───── Brano fornito

Vedete? Con la Sirakova, anche coi libri e la scrittura, si va a parare. E, come per Aubrey Beardsley (altro predecessore che mi garba accostare alla disegnatrice, sebbene l’illustre epigono avesse molto insistito con quelle serpentinità lineari che inquadrerei nella categoria delle twisted structures), ritengo che anche Emila Sirakova pensi al disegno come a qualcosa di scritto su una superficie, pittorica o letteraria che sia. Il paragone calza per due motivi, uno estetico l’altro disinvoltamente “esistenziale”: si diceva infatti della formazione umanistica della Sirakova, che impronta di sè non soltanto gli esiti della sua produzione artistica ma anche la sfera sensibile del quotidiano (e poi la falange della mano destra della disegnatrice presenta il tipico callo del grafomane!). E possiamo affermare senza tema di smentite come tale portato artistico/letterario investa lo sviluppo materiale dell’opera nel suo insieme, che dal punto di vista dell’organizzazione compositiva risente molto di una tendenza a comprimere lo spazio attraverso l’azzeramento degli fondi e a realizzare un equilibrio simmetrico delle forme. Proprio qui sta il discrimine rispetto alle twisted structures di Beardsley e in generale alla sinuosità dello stile Art Nouveau, che tuttavia ritorna nell’opera della disegnatrice per altre vie, nella fattispecie attraverso queste volumetrie fluttuanti fra “illusionismo” e naturalismo.

──────────
───── Dati grezzi

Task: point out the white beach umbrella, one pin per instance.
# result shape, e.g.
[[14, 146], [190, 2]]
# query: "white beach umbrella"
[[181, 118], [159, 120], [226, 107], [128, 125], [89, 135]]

──────────

* Consegna scritta A: Nel brano fornito sull'opera di Emila Sirakova, che cosa presenta la falange della mano destra della disegnatrice?
* Consegna scritta B: Prosegua il brano fornito sul disegno di Emila Sirakova, ripartendo subito dopo la sua ultima frase.

* Esito dell'esercizio A: Il tipico callo del grafomane.

* Esito dell'esercizio B:
E d’altro canto, per il nitore del segno non mi stupirei che il “metodo” di Emila Sirakova celasse altresì euritmie segrete con le stampe giapponesi. Anche a livello formale, per quanto attiene al tratto e al segno, il suo lavoro prescinde dal figurativo restando al contempo fedele a tale dimensione: si tratta, ancora una volta, di quella oscillazione fra “illusionismo” e determinatezza che abbiamo affrontato poc’anzi. E in questo senso la parte del leone la fanno le macchie di colore sullo sfondo che, organico al disegno in sé, occasiona l’eterno presente della sperimentazione in fieri - lo dico sempre: un artista deve sperimentare, sennò si consegna all’estinzione. Lo sfondo, nei disegni della Sirakova, si reifica attraverso la macchia facendosi materia che suggerisce, per assenza di ornamenti precisi, la messinscena dello sfondo stesso. Evocato in absentia, dunque.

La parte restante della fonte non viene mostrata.